ASSIGNMENT:
Exactly as it appears, restate the whole listing.

DATA FOR ANALYSIS:
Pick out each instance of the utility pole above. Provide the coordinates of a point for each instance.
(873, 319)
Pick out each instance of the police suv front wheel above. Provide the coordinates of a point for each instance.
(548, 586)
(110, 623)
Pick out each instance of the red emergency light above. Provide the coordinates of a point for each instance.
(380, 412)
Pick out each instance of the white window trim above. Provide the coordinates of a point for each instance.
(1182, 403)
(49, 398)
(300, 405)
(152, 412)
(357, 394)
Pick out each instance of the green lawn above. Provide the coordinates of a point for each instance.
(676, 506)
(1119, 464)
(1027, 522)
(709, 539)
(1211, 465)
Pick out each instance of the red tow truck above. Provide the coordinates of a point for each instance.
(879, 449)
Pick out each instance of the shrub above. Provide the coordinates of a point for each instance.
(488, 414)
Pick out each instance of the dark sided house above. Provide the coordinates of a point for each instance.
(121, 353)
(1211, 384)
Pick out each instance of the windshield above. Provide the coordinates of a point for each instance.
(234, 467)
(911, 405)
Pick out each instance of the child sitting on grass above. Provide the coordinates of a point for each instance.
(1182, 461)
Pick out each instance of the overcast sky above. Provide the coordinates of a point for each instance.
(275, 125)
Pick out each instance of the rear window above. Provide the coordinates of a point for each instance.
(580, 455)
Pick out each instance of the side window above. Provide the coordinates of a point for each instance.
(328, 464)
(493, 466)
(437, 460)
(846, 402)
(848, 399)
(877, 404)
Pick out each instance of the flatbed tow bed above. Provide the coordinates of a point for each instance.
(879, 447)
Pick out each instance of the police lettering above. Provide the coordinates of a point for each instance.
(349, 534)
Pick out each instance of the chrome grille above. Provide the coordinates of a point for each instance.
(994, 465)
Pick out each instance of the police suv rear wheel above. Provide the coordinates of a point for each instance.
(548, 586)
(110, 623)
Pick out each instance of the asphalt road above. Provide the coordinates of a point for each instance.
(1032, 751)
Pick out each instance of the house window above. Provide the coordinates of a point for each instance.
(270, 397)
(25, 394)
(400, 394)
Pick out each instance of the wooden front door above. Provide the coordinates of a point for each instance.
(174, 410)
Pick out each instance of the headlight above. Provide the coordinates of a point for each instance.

RESULT OF THE TASK:
Pick out each instance of the utility pole above. Provide the coordinates of a point for each instance.
(873, 319)
Pick out each instance of the police suv front wheel above. Provide the coordinates of a point for each instance.
(548, 586)
(110, 623)
Pick out each instance of the red emergency light above. Provide the coordinates of a point for each instance.
(380, 412)
Pick out each instance of the white window trim above. Provide the coordinates of a point for each instance.
(1182, 403)
(49, 398)
(300, 405)
(152, 412)
(357, 394)
Pick out each instance of the green lawn above. Provide the coordinates of a point for each instance.
(676, 506)
(1119, 464)
(1027, 522)
(709, 539)
(1211, 465)
Pick out each instance of the red tow truck above. Provide the coordinates of a point for each instance.
(879, 449)
Pick out each instance of the shrub above. Provide the coordinates of a point for each instance.
(488, 414)
Pick out each instance of the dark sided house above. Provide the coordinates of a point for each instance.
(121, 353)
(1211, 384)
Pick out each instance of the windshield above. Provide the coordinates of a point for each instance.
(234, 467)
(911, 405)
Pick out each instance of the child sitting on grass above. Provide the coordinates of a point for each instance.
(1182, 461)
Pick out each instance of the overcast sky above. Provide the coordinates of a point for each instance.
(275, 125)
Pick out each instance of the rear window above. Provide the coordinates of a point for each instance.
(580, 455)
Pick out each instance of the side window above. Provide the coordinates of a point for each instance.
(328, 464)
(493, 466)
(437, 460)
(846, 402)
(848, 399)
(877, 404)
Pick out each instance of the flatbed tow bed above. Provide the coordinates of a point for each instance.
(879, 447)
Pick out each instance of the police lettering above. Provide the coordinates of a point for each instance.
(349, 534)
Pick out each instance of the chrome grille above. Provide the coordinates of a point for each instance.
(994, 465)
Pick out each instance of the police suv rear wheel above. Provide the coordinates of a point for each instance.
(548, 586)
(110, 623)
Pick out each instance of the asphalt road above. Provide the coordinates of a point for each instance.
(1032, 751)
Pick out each instance of the house window above. Provide the coordinates of a point for each instance.
(270, 397)
(25, 394)
(400, 394)
Pick out each instance of the wooden front door above. Provide the coordinates of a point for each instance.
(174, 410)
Pick out each instance of the headlight above. Provide the coordinates of a point for each instance.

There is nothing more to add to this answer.